Exercise directions: Set the following entries down again exactly, line by line.

Dataset records:
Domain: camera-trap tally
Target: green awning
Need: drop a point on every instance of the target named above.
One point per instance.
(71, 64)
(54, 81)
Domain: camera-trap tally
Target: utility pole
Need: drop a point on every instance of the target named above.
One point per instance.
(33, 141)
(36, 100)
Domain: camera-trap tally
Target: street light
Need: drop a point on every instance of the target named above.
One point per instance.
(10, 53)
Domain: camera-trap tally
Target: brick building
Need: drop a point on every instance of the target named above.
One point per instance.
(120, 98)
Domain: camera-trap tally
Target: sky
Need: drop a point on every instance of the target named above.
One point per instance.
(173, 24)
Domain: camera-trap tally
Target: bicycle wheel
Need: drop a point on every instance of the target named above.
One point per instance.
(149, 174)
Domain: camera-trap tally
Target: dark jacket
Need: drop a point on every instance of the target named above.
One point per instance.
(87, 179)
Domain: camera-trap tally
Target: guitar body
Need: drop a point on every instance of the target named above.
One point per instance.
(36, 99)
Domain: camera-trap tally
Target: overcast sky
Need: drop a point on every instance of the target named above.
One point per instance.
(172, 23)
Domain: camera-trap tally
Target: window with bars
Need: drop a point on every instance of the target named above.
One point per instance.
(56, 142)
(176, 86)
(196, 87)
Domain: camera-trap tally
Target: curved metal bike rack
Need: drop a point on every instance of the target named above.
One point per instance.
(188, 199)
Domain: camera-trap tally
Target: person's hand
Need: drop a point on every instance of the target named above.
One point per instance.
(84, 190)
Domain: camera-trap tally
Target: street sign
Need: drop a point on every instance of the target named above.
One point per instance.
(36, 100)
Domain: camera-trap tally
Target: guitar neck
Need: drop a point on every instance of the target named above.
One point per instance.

Final answer:
Domain: camera-trap tally
Target: green awning
Need: drop a point on every instance of the target named above.
One point per instance.
(71, 64)
(54, 81)
Domain: camera-trap tally
Target: utility pole
Need: drop a point on every instance of the target named above.
One point per instance.
(33, 141)
(36, 100)
Domain: camera-trap tally
Target: street light
Need: drop a point on every instance of the target named above.
One point per instance.
(10, 53)
Domain: camera-trap tally
Target: brick building
Need: drop a point on every instance of the target named above.
One point per instance.
(120, 98)
Domain: camera-trap tally
Target: sky
Need: drop a point on every instance of the target named above.
One point per instance.
(173, 24)
Domain: camera-trap tally
Target: bicycle wheel
Need: drop a point on every instance of the target named above.
One point per instance.
(149, 174)
Domain: camera-trap tally
Target: dark jacket
Need: drop a point on every instance of the target named above.
One point per instance.
(87, 179)
Domain: camera-trap tally
Target: guitar body
Need: drop a point on every instance of the target named above.
One point per instance.
(36, 99)
Domain: camera-trap tally
Target: overcast sky
Need: drop a point on every instance of the target named above.
One point per instance.
(172, 23)
Domain: camera-trap tally
Target: window with bars
Need: drop a point on every instance of the target named above.
One point per instance.
(56, 142)
(176, 86)
(196, 87)
Domain: camera-trap tally
Target: curved metal bike rack
Need: drop a point on every instance of the target named above.
One point per instance.
(188, 199)
Domain: camera-trap tally
Target: person's hand
Need: drop a point on every instance of the target named above.
One point per instance.
(84, 190)
Domain: camera-trap tally
Target: street sign
Need: drop a point on every instance of the target named above.
One point per instance.
(36, 100)
Domain: camera-trap tally
Target: guitar neck
Need: drop a point on every instance of the target named above.
One point per instance.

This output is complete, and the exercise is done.